Tujuan Akuntansi Syariah Sebagai Acuan Konsep Dasar Akrual

Sebagaimana diketahui dalam kerangka konseptual akuntansi (conceptual framework), sebagaimana yang dikemukakan Adnan (2005), bahwa syariah adalah mencakup seluruh aspek kehidupan umat manusia, baik ekonomi, politik, sosial dan filsafat moral. Dengan kata lain, syariah juga berhubungan dengan aspek-aspek pendukung tujuan berekonomi, termasuk akuntansi dalam hal ini. Adnan (2005) menyatakan bahwa terdapat tiga dimensi dalam agama (Islam) yang saling berhubungan dalam kerangka tujuan akuntansi menurut Islam, yaitu upaya mencari keridhoan Allah SWT sebagai tujuan utama dalam menentukan keadlian sosial ekonomi. Kedua, merealisasikan keuntungan bagi masyarakat, yaitu dengan memenuhi keawajiban kepada khalayak banyak di masyarakat. Ketiga, mengejar kepentingan pribadi, yakni memenuhi kebutuhan sendiri.
Atas dasar tujuan akuntansi menurut Islam yang dikemukakan Adnan (2005) tersebut dapat diserap beberapa poin penting dalam akuntansi Islam. Bahwa yang menjadi tujuan dari praktek akuntansi, Islam mengatur bahwa keridhoan Allah SWT-lah yang menjadi tujuan utama dari seluruh proses akuntansi. Yakni dengan menjalankan segala perintah Allah dalam Al Qur’an dan dalam Hadits Rasulullah saw dengan pada saat yang sama tidak melanggar prinsip-prinsip syariah dalam bermuamalah. Kemudian, tujuan terpenting yang selanjutnya ialah mementingkan kepentingan kemaslahatan masyarakat umum dengan menjaga hak-hak mereka agar tidak terzhalimi. Kemudian Islam pun dalam hal ini tetap tidak menafikan kepentingan pribadi dalam mengejar keridhoan Allah SWT dan menjaga keadilan bagi masyarakat banyak.
Oleh karena itu, poin-poin substansial yang dikemukakan Adnan (2005) tersebut perlu perincian yang lebih spesifik untuk menjadikannya standar acuan dalam perumusan prinsip-prinsip dan dasar-dasar akuntansi menurut Islam. Dalam hal ini Syahatah (2001) merumuskan beberapa tujuan terpenting akuntansi dalam Islam sebagaimana berikut:
1.                  Perlindungan Harta (hifzul maal)
Para ahli tafsir mengemukakan berkaitan dengan Al Qur’an Surat Al Baqarah ayat 282 pada potongan firman Allah yang berbunyi “faktubuhu” berarti ‘tuliskanlah’. Bahwa untuk menuliskan uang dan harta adalah suatu keharusan untuk menjaga harta dan mengholangkan keragu-raguan.
Al Hariry sebagaimana yang dikutip Syahatah (2001) mengatakan:
Sesungguhnya bekerja menghitung itu harus teliti dan akurat, sedangkan pena si pencatat (akuntan) adalah sebagai pengontrol. Adapun hisbah adalah orang yang bertugas menjaga keuangan. Jadi, kalau tidak karena hasib (pengontrol), rusaklah hasil usaha, timbullah taghabun (saling menyalahkan), aturan-aturan muamalah tidak berlaku, konflik yang terus membelenggu, serta senjata kezaliman yang menghunus sampai waktu penghitungan. (hlm 45)

* ENTRI DATA:
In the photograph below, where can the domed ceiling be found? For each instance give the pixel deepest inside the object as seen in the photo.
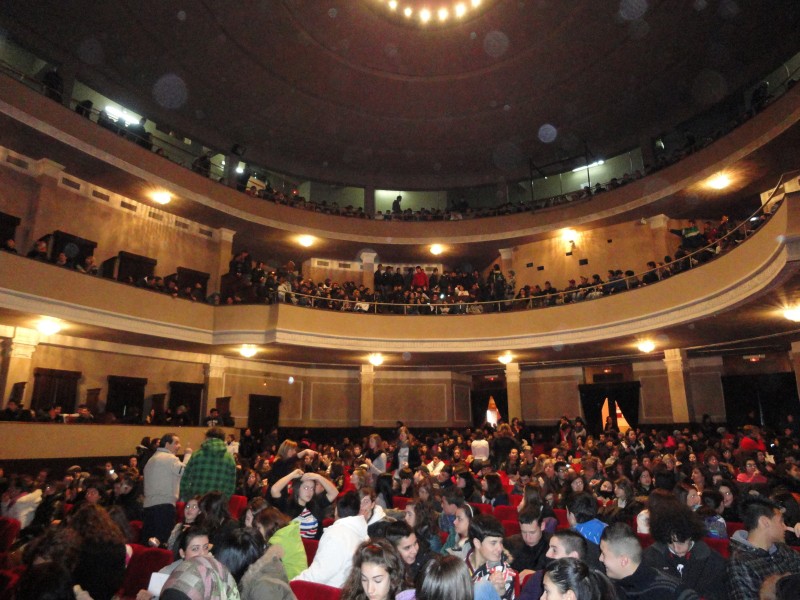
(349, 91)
...
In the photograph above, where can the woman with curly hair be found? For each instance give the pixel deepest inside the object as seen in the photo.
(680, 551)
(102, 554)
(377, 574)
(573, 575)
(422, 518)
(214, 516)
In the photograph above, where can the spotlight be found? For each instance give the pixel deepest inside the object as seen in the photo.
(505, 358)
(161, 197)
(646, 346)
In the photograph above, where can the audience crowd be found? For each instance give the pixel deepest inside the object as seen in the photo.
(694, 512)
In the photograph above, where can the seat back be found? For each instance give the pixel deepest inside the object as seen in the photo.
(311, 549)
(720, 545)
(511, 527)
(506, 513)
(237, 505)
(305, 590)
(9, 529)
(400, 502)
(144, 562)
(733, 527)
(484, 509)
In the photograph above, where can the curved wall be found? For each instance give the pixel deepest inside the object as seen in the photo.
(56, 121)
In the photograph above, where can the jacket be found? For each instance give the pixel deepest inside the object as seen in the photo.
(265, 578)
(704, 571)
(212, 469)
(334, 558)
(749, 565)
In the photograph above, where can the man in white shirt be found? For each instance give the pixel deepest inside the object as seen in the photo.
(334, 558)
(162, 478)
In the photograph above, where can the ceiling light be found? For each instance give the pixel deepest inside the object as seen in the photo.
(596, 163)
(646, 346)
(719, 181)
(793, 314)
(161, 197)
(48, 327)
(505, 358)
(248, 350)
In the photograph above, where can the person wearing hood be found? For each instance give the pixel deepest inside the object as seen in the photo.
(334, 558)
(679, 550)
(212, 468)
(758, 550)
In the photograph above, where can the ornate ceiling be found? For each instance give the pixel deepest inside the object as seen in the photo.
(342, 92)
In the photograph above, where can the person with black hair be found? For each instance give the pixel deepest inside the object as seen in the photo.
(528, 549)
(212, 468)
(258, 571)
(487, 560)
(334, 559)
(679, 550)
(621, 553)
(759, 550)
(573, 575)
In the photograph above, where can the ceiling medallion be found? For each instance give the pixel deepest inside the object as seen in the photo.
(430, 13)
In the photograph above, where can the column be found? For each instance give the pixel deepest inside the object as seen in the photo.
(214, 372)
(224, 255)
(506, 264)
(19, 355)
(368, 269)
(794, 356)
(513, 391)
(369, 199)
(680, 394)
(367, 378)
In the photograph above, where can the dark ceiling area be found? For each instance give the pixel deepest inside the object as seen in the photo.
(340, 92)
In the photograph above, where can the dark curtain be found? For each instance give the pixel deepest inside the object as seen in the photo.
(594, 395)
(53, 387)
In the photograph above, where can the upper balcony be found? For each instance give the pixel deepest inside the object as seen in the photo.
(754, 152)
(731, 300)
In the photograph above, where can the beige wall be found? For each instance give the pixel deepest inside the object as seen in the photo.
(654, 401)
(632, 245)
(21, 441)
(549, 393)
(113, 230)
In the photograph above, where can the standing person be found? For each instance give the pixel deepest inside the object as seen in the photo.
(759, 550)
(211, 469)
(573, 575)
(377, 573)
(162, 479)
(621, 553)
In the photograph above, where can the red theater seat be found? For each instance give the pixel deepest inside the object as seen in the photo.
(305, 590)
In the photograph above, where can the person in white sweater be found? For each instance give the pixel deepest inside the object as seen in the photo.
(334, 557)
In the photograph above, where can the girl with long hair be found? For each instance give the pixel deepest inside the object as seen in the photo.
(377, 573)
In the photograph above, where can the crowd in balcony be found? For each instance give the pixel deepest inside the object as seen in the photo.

* PERINTAH TUGAS 1: Tuliskan kembali bagian teks tentang tujuan akuntansi syariah dari "Oleh karena itu, poin-poin" sampai "dan mengholangkan keragu-raguan.", dan ganti "perincian" dengan "rincian".
* PERINTAH TUGAS 2:
Jawablah pertanyaan berikut berdasarkan teks tentang tujuan akuntansi syariah.
(a) Menurut Adnan (2005), aspek kehidupan apa saja yang dicakup oleh syariah?
(b) Apa arti kata "faktubuhu"?
(c) Menurut Al Hariry, apa peran pena si pencatat (akuntan)?
Data tersebut tidak berkaitan dengan teks tentang tujuan akuntansi syariah.

* JAWABAN LATIHAN 1:
Oleh karena itu, poin-poin substansial yang dikemukakan Adnan (2005) tersebut perlu rincian yang lebih spesifik untuk menjadikannya standar acuan dalam perumusan prinsip-prinsip dan dasar-dasar akuntansi menurut Islam. Dalam hal ini Syahatah (2001) merumuskan beberapa tujuan terpenting akuntansi dalam Islam sebagaimana berikut:
1.                  Perlindungan Harta (hifzul maal)
Para ahli tafsir mengemukakan berkaitan dengan Al Qur’an Surat Al Baqarah ayat 282 pada potongan firman Allah yang berbunyi “faktubuhu” berarti ‘tuliskanlah’. Bahwa untuk menuliskan uang dan harta adalah suatu keharusan untuk menjaga harta dan mengholangkan keragu-raguan.

* JAWABAN LATIHAN 2:
(a) Syariah mencakup aspek ekonomi, politik, sosial, dan filsafat moral.
(b) Kata itu berarti "tuliskanlah".
(c) Pena si pencatat berperan sebagai pengontrol.